=== EXERCISE MATERIALS ===

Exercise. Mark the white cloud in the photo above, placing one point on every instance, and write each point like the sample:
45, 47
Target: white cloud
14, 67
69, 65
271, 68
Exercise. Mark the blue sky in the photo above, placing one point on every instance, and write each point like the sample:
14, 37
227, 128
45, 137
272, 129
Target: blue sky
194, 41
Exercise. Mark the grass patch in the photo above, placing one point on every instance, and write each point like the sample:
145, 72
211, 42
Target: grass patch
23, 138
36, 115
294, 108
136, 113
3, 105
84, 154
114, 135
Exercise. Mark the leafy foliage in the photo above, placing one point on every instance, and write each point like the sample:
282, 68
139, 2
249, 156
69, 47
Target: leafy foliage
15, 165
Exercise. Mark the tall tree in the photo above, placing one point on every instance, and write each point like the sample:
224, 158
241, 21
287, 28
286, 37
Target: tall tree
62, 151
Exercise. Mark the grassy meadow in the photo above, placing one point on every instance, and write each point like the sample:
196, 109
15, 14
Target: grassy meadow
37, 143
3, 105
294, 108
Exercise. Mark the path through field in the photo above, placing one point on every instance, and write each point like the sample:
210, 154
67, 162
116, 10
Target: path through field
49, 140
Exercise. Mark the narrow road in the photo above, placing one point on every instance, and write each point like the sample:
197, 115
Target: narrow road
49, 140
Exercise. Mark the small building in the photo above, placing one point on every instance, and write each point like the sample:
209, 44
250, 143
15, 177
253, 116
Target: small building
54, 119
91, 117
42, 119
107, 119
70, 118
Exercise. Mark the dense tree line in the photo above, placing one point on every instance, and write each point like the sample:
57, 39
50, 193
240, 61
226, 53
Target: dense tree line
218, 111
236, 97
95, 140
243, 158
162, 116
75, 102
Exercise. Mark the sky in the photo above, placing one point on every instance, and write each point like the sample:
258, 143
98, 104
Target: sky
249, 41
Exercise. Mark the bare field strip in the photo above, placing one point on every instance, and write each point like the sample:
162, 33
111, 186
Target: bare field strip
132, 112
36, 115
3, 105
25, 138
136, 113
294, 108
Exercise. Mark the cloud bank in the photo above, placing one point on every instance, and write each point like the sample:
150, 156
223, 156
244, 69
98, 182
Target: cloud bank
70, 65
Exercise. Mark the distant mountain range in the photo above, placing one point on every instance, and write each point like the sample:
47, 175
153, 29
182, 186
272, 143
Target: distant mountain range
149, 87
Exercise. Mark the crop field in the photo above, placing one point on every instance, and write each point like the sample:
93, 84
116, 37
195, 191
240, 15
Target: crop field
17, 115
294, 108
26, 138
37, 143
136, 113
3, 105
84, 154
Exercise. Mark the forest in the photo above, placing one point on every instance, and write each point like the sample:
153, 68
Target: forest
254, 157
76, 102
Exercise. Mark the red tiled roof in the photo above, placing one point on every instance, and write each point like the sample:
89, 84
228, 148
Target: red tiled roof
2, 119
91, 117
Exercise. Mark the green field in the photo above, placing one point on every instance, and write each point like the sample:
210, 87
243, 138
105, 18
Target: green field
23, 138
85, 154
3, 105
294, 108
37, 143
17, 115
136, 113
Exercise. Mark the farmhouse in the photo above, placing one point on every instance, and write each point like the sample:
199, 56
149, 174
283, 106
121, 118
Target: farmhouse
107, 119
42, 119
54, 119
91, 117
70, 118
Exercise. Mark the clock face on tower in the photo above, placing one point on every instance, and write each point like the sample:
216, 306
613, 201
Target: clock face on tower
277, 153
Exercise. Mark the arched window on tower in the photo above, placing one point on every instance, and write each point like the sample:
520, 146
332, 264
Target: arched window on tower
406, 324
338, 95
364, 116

===

Reproduce verbatim everything from the line containing "Exercise. Mark the arched" down to the end of the entries, both ends included.

Exercise. Mark the arched window on tower in the photo above, placing one point on every instance, and write each point like the sample:
520, 146
332, 264
Target: arched window on tower
406, 324
338, 95
364, 116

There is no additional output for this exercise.